■ Work required ■
Every entry must be copied word for word.

(Rows from a dataset)

»»

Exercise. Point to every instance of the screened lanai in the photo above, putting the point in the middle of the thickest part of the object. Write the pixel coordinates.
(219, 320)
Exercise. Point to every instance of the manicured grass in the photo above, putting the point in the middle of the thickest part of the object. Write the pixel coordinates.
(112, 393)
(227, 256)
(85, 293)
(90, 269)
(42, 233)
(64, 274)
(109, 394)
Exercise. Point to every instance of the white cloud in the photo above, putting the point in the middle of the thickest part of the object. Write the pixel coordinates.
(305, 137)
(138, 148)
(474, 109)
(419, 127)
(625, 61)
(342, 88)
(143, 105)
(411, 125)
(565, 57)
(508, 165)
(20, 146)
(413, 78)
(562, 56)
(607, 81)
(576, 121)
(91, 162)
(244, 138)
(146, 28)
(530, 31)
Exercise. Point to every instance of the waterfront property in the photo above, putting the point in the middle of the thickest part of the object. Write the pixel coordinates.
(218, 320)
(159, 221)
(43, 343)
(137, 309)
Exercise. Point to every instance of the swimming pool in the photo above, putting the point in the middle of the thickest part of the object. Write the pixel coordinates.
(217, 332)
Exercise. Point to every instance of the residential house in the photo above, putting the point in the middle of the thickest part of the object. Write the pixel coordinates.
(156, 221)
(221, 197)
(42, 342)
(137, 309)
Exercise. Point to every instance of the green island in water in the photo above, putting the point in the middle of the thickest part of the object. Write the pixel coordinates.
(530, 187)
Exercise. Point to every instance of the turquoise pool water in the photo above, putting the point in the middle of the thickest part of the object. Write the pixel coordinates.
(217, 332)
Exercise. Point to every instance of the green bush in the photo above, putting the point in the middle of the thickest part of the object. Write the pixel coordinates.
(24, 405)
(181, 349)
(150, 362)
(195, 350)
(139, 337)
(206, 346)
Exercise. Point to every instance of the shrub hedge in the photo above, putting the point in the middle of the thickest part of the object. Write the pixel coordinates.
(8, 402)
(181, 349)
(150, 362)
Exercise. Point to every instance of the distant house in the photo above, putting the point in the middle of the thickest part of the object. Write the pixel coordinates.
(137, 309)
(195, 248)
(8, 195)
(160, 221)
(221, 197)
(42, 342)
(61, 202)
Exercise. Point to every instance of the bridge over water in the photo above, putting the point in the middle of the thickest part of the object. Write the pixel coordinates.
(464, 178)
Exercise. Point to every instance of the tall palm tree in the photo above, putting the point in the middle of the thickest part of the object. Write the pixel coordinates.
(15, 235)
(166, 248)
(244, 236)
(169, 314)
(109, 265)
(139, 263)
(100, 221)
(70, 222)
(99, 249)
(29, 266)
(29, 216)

««

■ Written response ■
Exercise. Point to every instance of the screened lanai in the photo above, putting the point in the middle of the thickest part of the object. Write the pixel coordinates.
(219, 320)
Exercise. Point to every instance of the manicured grass in the photo above, putting the point in the middle of the thickest part of the object. Write the pixel coordinates.
(112, 393)
(227, 256)
(85, 293)
(90, 269)
(42, 233)
(64, 274)
(109, 394)
Exercise. Point to every instance of the white cloud in the photo above, putting the point in the middle of the thickest part of the object. Write the pixel coordinates.
(305, 137)
(138, 148)
(474, 109)
(419, 127)
(625, 61)
(342, 88)
(143, 105)
(411, 125)
(565, 57)
(508, 165)
(20, 146)
(413, 78)
(562, 56)
(607, 81)
(576, 121)
(91, 162)
(244, 138)
(146, 28)
(530, 31)
Exercise. Point to every instance of the waterfront property in the photo above, putting the point in the middle of the thickest part of the object. Write the pixel coordinates.
(218, 320)
(159, 221)
(43, 343)
(137, 309)
Exercise. Point to every instance of the swimming pool in the photo above, putting the point in the middle of the thickest part of the object. Write the pixel coordinates.
(217, 332)
Exercise. Point to every instance of the residential house in the photo above, putting the point in the middle of the thickest part of the object. Write the pixel coordinates.
(156, 221)
(221, 197)
(42, 342)
(137, 309)
Exercise. Point to every instance of the green island in water in the photo above, putting the point in the middle of the thickest part of the object. Write the pixel coordinates.
(530, 187)
Exercise. Point to every instance of the turquoise pool water in the photo above, putting the point in the middle of the thickest part of the object. Write the pixel coordinates.
(217, 332)
Exercise. Point to every instance of the green bush in the photo above, putting the point in the middle of the thickest part of the object. Write the pixel coordinates.
(24, 405)
(181, 349)
(150, 362)
(195, 350)
(139, 337)
(206, 346)
Exercise. Point to every instance of the shrub hedge in the photo above, putting the point in the middle of the thickest part of the object. Write the pixel coordinates.
(8, 402)
(181, 349)
(150, 362)
Exercise. Point to every instance of the distant house in the photo above, putting the point in the middle of the thickest part of the object. Write the pixel coordinates.
(137, 309)
(195, 248)
(8, 195)
(160, 221)
(221, 197)
(42, 342)
(61, 202)
Exercise. Point to every instance of the bridge over water in the photo above, putting the point in the middle of the thickest part of the object. Write the pixel coordinates.
(464, 178)
Exercise. Point to every instance of the tall palm tree in the photo above, putting the point in the middle of the thickest part of the object. Write the pixel coordinates.
(15, 235)
(166, 248)
(244, 236)
(169, 314)
(109, 265)
(139, 263)
(100, 221)
(70, 222)
(99, 249)
(29, 266)
(29, 216)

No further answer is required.